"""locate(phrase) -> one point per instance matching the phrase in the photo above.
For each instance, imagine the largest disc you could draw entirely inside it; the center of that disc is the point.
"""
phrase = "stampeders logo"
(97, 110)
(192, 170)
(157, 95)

————

#### [WHAT YOU SHOULD DO]
Please return a copy of each line in the entries that has the string "instance".

#### [OUTPUT OF THE EXERCISE]
"""locate(phrase) -> one point per instance matching the phrase in the photo above.
For each instance, imagine the largest disc you could draw entirely inside it; the center of that disc is the point.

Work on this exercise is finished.